# TEXT BLOCK:

-------------------------

Source: Laryngoscope. 2014 Nov 28. doi: 10.1002/lary.25064.
Authors: Lotan, G. & Vaiman, M.

Purpose:

to report on a new implantation technique for VNS device designed in order to reduce side effects and complications of VNS surgery.

Methods:

the technique differs from the usual technique because the neck incision is lower and the battery is placed in the axilla.

Results:

72 patients were operated following this new protocol. Complications related to surgery were found in three patients: two got a granuloma around the nonabsorbable stitches and one patient got a seroma. Side effects related to VNS therapy were found in seven patients: three had hoarseness, two had periodec hiccups and one had dyspnea. The implantation took about 40 min.

Conclusion:

the application of this newly designed technique considerably reduces frequency of side effects.

http://www.ncbi.nlm.nih.gov/pubmed/25429912

Comments reviewer, prof Van Nieuwenhuizen:

as the authors stated application of this technique provides the following advantages:

 

  • Choosing for a lower neck incision makes it possible to avoid damage to major veins and no lymph nodes are located in the carotid sheath.
  • The distance between the two incisions is shorter: the operating time is short (40 min.).

-------------------------

# RECORDED DATA:
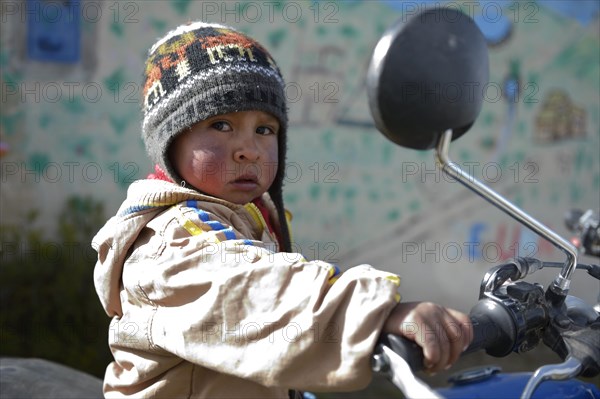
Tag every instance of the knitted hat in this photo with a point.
(200, 70)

-------------------------

# WORK TASK 1:
Decide whether each statement agrees with the VNS implantation study summary, and answer yes or no, quoting the deciding words: (a) In the new technique, the battery is placed in the axilla. (b) The new protocol was used on 72 patients. (c) The new technique uses a higher neck incision than the usual technique.
# WORK TASK 2:
List every heading in the VNS implantation study summary that comes before the web address.
# WORK TASK 3:
Continue the VNS implantation study summary from its final line.

# EXERCISE ANSWER 1:
(a) Yes: "the battery is placed in the axilla"
(b) Yes: "72 patients were operated following this new protocol"
(c) No: "the neck incision is lower"

# EXERCISE ANSWER 2:
Purpose, Methods, Results, Conclusion

# EXERCISE ANSWER 3:
  • The location of the electrodes is well distanced from the larynx and the cardiac branches of the vagus nerve, as well as from the origin of the recurrent aryngeal nerve, which minimizes the rate of side effects such as bradycardia, cough, and hoarseness (4.2% of the patients were afflicted by complications related to surgery; and one patient (1.4%) suffered from hardware malfunctions. Side effects related to VNS therapy itself occurred in seven cases (6.9%).
  • The operation scars are hardly visible as is the bulge of the battery.
  • The battery is protected by the muscle from accidental impacts (in particular important for mentally and/or behaviourally handicapped patients).

It is hardly imaginable that so few studies have been carried out and published with regards to operation technique of VNS Therapy. The authors stand up for a lower neck incision and axillar implantation. Their arguments make sense. However, it’s one study in one centre. It would be interesting and necessary to see whether their results can be reproduced in an open, randomized controlled trial.